= Work order =
Filter the data for "coping" and copy matching lines.

= Listed entries =
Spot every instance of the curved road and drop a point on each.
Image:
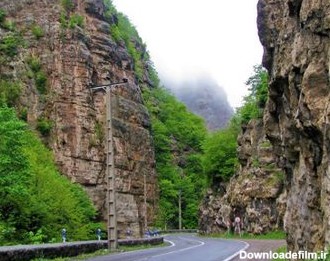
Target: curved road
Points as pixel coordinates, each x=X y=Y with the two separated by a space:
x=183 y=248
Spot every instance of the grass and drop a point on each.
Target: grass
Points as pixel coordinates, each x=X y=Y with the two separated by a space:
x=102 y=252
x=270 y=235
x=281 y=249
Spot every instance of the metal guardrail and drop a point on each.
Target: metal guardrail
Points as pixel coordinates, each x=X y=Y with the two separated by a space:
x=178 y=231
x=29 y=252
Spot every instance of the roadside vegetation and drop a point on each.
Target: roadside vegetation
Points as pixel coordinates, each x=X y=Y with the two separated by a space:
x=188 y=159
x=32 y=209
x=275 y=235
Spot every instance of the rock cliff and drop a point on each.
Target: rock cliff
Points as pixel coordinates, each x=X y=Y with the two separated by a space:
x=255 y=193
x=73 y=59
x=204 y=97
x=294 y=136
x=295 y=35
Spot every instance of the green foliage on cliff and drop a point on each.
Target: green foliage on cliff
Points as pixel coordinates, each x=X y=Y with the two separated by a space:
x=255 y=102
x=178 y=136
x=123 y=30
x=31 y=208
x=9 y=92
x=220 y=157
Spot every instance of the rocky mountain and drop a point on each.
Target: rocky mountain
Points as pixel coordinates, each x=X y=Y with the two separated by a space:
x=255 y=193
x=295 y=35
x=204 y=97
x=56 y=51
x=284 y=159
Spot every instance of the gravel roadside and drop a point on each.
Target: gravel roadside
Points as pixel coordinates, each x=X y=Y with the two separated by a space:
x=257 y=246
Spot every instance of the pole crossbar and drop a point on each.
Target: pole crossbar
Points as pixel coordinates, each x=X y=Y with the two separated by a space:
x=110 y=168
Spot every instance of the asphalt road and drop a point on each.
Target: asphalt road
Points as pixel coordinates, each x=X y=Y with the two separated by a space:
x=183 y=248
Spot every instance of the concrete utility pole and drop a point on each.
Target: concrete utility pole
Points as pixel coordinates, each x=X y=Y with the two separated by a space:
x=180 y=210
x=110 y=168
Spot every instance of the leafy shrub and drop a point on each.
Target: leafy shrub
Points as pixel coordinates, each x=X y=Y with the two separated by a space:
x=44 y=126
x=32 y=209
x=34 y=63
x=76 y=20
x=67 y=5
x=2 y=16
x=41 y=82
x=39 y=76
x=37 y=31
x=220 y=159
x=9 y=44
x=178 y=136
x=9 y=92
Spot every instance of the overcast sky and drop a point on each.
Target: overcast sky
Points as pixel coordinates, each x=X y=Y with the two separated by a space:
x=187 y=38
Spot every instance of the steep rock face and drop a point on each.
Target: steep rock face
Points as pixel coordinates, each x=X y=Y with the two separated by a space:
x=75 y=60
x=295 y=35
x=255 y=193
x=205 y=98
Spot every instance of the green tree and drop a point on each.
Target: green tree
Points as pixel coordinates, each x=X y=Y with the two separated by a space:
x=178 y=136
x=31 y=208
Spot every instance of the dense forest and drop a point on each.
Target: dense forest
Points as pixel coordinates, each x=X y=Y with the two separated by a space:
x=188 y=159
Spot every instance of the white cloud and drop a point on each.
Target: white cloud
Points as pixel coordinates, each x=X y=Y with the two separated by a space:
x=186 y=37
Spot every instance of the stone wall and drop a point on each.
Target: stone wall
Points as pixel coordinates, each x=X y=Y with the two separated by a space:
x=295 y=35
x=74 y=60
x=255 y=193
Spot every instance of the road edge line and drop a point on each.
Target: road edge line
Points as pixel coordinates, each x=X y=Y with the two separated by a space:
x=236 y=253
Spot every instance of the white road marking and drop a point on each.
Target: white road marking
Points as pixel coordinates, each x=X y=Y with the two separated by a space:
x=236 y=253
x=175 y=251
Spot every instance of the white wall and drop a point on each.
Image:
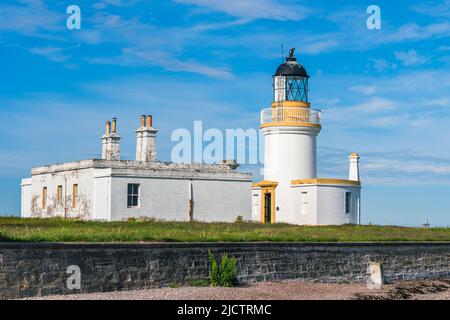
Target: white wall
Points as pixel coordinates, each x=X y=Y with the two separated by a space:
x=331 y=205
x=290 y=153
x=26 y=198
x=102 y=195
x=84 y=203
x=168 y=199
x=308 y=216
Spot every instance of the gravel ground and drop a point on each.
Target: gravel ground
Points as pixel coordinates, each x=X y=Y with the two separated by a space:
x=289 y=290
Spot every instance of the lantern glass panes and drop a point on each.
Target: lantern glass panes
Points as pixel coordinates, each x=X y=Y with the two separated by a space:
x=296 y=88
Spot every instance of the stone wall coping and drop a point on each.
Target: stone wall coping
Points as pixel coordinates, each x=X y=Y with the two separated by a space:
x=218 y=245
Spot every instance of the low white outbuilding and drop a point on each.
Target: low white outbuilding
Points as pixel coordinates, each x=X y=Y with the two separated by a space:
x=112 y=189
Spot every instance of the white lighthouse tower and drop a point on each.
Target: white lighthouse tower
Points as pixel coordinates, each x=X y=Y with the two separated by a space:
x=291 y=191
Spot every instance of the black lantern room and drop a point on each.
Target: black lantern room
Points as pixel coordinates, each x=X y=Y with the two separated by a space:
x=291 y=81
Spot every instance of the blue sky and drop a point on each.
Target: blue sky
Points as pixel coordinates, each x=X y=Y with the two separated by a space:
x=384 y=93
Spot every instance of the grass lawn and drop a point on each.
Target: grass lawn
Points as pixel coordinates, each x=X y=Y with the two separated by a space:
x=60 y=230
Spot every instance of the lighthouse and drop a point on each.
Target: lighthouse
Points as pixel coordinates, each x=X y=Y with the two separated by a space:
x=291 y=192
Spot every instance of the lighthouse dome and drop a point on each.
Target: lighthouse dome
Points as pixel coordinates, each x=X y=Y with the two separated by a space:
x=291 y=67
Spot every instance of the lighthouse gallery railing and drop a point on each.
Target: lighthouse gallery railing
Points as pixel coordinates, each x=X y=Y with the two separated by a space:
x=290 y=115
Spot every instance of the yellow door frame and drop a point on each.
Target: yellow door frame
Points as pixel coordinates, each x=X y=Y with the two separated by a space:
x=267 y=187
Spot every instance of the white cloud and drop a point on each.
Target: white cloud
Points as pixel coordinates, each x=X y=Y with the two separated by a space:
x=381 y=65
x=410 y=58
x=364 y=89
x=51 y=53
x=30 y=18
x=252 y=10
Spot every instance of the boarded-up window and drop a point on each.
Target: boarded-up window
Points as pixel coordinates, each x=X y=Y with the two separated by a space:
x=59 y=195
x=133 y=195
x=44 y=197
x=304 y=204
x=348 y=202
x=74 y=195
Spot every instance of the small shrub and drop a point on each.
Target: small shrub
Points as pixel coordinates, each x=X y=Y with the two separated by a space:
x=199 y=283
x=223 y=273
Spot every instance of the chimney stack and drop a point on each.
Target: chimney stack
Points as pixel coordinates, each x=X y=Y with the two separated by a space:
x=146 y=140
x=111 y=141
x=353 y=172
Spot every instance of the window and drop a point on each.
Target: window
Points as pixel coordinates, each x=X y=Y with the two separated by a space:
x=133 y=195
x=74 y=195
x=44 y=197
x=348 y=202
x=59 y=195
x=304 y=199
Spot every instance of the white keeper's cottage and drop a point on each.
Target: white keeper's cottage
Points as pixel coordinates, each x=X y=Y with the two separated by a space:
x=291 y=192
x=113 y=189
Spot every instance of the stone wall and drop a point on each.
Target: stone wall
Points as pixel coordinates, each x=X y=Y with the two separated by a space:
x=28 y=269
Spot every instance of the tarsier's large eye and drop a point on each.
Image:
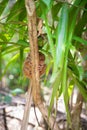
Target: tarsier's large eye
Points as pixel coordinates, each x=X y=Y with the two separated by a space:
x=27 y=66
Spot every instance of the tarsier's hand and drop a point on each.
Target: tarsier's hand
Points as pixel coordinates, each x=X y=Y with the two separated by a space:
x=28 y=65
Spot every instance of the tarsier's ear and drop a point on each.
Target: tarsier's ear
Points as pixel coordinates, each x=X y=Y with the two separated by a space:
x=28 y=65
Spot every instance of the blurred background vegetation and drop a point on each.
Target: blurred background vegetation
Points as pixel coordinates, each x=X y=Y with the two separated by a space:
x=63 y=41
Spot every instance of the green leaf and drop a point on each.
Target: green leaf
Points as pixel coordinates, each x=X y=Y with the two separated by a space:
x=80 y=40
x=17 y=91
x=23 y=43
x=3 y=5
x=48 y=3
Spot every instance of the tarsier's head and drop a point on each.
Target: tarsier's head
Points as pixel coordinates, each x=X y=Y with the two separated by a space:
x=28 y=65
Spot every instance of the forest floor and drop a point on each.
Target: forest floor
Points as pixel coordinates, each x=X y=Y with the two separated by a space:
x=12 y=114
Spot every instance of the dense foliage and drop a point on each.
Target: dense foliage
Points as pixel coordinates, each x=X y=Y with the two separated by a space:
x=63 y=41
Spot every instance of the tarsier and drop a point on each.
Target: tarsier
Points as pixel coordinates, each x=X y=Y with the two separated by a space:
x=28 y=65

= Result of the exercise =
Spot every instance of the stone wall coping and drop a point on each.
Target: stone wall coping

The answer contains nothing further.